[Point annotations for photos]
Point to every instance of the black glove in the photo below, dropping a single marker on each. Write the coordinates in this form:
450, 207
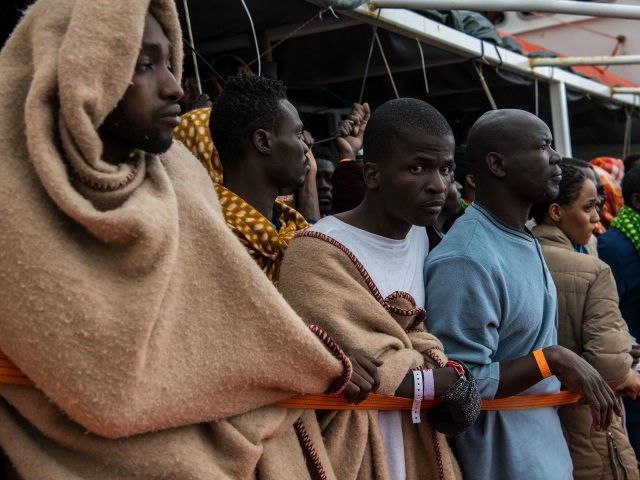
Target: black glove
460, 408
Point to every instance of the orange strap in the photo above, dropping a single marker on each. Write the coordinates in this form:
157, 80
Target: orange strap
11, 374
385, 402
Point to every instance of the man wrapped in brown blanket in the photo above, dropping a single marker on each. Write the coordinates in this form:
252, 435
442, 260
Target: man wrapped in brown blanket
364, 285
153, 341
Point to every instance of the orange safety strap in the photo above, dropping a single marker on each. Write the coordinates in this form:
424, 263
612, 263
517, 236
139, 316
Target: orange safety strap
385, 402
11, 374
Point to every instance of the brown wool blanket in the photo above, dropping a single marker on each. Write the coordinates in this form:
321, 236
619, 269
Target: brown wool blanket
333, 290
154, 341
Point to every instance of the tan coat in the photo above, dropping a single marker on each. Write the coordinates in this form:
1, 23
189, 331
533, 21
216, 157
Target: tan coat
590, 324
330, 288
155, 342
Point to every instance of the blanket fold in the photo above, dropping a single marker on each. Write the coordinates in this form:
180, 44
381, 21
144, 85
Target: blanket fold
333, 290
125, 297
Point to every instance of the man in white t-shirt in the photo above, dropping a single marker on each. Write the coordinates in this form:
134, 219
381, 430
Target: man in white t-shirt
364, 267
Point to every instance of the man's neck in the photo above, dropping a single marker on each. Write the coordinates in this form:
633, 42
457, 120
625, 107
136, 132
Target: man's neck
512, 212
253, 190
116, 153
370, 218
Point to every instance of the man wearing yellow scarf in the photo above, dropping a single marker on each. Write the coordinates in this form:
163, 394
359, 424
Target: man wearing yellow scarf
259, 138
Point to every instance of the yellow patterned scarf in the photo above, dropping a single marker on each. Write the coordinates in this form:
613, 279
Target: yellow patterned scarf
193, 132
258, 235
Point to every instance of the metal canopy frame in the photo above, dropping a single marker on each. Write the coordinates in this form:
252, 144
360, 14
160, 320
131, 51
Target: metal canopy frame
413, 25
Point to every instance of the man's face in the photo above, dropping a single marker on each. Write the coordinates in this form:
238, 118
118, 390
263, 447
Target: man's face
148, 113
532, 165
289, 161
323, 184
413, 182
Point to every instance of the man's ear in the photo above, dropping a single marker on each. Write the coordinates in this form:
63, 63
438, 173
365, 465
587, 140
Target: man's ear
262, 141
554, 212
635, 201
371, 172
470, 180
496, 163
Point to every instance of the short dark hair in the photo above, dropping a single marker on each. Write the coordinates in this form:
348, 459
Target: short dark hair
392, 120
629, 161
575, 162
246, 104
568, 191
630, 184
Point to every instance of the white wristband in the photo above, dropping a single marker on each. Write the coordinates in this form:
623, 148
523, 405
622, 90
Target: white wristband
429, 385
418, 395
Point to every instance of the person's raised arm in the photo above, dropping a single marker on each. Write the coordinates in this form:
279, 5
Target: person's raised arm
306, 197
349, 132
573, 372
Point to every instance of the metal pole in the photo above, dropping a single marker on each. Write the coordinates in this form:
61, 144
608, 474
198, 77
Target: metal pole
593, 9
635, 90
595, 60
193, 45
560, 118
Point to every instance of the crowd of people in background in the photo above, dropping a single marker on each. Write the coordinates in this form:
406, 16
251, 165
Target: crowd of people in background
170, 277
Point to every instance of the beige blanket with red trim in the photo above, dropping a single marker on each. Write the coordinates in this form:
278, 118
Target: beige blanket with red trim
139, 316
332, 290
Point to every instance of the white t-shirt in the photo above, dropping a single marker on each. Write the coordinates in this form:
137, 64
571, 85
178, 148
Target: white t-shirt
394, 265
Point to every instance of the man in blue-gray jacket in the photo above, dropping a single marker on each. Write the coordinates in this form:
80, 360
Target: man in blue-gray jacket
502, 319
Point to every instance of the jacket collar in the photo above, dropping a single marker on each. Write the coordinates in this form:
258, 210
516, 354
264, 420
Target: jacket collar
552, 236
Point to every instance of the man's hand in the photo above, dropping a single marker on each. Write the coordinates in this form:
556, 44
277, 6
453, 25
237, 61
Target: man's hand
349, 132
635, 354
364, 378
461, 402
580, 377
633, 389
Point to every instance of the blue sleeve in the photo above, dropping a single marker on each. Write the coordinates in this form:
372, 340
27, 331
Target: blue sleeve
464, 311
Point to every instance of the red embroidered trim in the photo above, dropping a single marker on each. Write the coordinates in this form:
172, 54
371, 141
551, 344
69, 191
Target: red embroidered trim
436, 448
307, 445
339, 354
419, 312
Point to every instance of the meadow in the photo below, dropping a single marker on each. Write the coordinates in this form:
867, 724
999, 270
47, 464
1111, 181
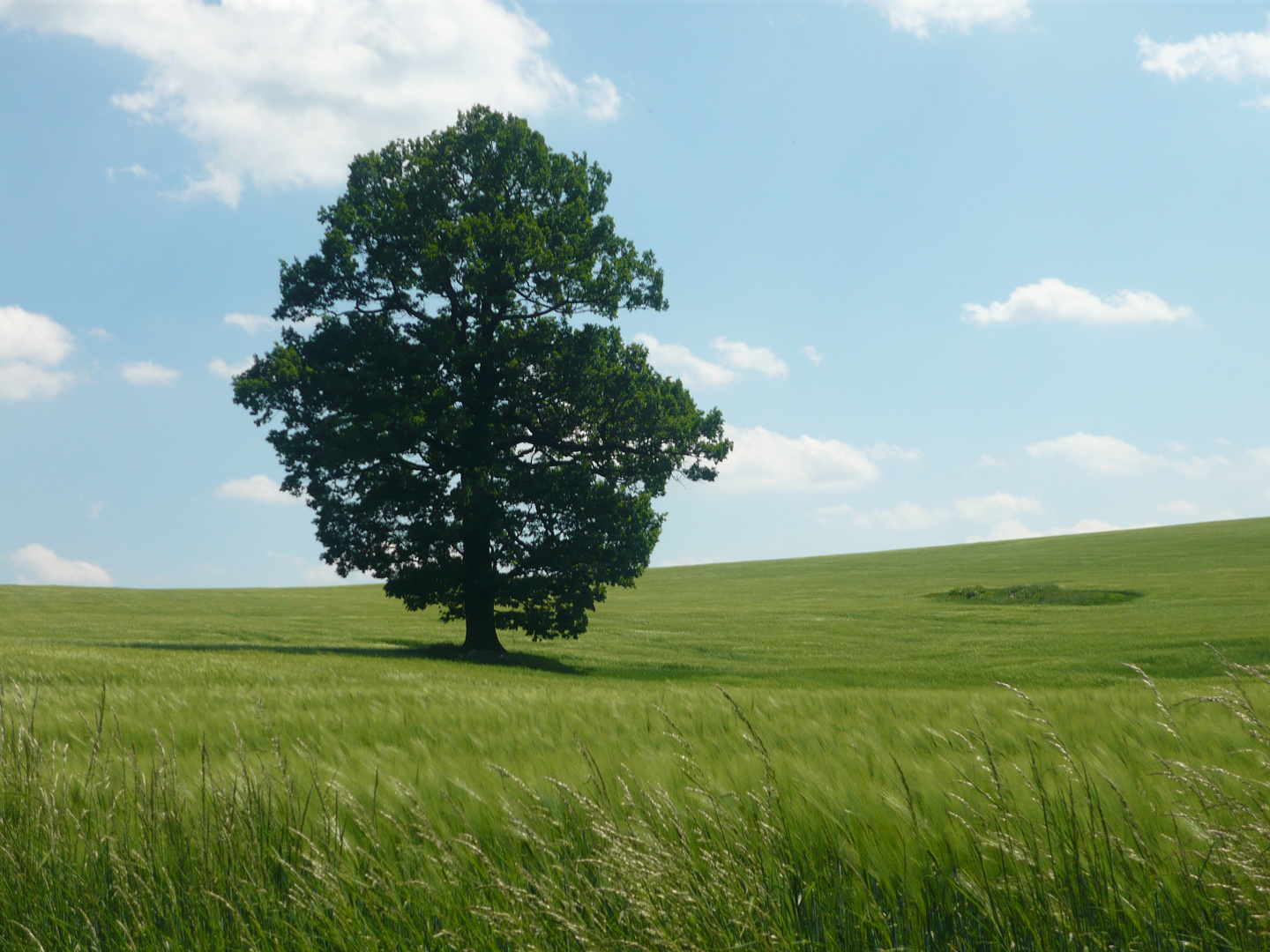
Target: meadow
804, 753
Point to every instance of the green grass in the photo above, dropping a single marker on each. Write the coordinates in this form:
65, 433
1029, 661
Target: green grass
1035, 594
875, 703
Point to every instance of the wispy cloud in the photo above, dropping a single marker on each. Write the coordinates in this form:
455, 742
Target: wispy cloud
918, 17
256, 489
889, 450
286, 94
136, 170
678, 361
144, 372
1229, 56
32, 348
743, 357
1050, 300
736, 358
1111, 455
228, 369
250, 323
37, 565
762, 460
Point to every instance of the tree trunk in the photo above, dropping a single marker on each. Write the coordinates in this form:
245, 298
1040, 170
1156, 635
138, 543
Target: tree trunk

* [What is required]
Convert everything from the line containing "Point to every instance of the tree" down to the end of the material into a numbered list, leaving out any blank lines.

* [Full response]
1. Point to every instance of the tree trunk in the photo above, dropping a single marker on each. Write the coordinates in this form:
2. 245, 298
3. 1040, 170
4. 1156, 635
5. 138, 543
6. Target: tree trunk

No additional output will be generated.